Stored data entries:
- - -
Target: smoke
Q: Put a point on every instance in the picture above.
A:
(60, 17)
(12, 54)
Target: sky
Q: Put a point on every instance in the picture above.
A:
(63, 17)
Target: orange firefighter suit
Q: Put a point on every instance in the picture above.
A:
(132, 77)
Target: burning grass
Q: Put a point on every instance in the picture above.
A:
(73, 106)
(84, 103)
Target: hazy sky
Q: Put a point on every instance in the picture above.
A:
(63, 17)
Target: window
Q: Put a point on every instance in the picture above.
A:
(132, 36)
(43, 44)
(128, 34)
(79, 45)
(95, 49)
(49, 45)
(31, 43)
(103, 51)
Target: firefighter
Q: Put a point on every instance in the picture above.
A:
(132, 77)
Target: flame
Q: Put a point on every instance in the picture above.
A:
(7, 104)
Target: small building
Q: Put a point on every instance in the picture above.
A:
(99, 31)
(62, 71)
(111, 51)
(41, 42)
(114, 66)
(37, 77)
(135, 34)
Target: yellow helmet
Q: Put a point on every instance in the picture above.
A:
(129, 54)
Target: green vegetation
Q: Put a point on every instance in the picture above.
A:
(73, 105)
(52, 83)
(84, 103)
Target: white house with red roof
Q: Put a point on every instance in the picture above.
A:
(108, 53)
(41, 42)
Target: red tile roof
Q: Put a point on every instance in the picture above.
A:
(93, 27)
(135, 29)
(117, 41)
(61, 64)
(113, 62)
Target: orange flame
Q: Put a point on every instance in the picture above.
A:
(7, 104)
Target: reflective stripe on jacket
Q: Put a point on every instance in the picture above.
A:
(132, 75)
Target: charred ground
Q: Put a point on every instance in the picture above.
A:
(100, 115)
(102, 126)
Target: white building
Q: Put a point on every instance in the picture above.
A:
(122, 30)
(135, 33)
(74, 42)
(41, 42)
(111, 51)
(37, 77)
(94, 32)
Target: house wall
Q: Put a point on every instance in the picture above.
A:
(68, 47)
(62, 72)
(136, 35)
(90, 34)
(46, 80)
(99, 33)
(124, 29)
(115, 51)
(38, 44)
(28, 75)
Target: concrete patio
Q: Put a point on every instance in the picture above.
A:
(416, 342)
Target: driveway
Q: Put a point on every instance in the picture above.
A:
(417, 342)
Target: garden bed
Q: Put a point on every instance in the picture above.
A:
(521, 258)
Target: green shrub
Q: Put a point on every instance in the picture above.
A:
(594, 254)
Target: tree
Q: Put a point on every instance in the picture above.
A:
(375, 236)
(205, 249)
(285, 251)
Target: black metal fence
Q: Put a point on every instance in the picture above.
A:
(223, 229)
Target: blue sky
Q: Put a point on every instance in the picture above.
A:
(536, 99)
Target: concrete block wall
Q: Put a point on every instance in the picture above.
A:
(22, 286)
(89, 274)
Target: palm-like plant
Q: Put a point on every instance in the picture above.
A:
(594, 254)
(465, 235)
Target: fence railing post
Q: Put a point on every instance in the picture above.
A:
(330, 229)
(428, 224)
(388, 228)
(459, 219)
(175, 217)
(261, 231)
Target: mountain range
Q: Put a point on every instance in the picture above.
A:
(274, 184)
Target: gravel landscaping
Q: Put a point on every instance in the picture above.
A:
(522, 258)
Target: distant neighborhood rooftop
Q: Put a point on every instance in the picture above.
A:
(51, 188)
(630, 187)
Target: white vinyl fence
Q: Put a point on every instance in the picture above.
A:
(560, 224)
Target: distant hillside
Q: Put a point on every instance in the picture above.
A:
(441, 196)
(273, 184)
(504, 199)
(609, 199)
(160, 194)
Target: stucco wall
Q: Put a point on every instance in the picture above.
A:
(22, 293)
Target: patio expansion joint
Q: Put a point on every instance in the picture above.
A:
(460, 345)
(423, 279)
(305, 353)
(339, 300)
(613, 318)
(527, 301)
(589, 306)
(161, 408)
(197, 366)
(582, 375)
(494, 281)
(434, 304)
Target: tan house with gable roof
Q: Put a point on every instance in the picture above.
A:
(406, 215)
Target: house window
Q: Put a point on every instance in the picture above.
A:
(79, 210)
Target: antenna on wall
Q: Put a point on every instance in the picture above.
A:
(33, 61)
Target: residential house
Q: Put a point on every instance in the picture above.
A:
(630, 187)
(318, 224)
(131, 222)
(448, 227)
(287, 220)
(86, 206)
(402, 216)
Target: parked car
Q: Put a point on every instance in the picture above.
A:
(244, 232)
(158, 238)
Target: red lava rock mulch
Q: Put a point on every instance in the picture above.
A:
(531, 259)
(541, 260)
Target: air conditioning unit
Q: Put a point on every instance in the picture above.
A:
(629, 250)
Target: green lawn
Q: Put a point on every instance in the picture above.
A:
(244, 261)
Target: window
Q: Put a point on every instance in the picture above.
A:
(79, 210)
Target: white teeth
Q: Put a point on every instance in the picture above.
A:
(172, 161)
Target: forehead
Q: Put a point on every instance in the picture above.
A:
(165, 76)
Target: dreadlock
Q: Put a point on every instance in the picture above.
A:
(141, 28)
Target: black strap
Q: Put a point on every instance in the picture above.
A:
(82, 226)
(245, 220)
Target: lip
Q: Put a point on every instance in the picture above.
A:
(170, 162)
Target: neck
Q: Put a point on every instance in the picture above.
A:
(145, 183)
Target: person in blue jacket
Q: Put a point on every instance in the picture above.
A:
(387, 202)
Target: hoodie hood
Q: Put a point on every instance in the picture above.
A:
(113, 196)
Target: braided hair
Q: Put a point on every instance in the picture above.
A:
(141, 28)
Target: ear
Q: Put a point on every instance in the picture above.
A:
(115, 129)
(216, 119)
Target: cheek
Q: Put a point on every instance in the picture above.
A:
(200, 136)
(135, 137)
- - -
**About this task:** Write out every line of the entries that holds the word "with".

**Answer space:**
Target: white house with red roof
Target: tan house with gable roof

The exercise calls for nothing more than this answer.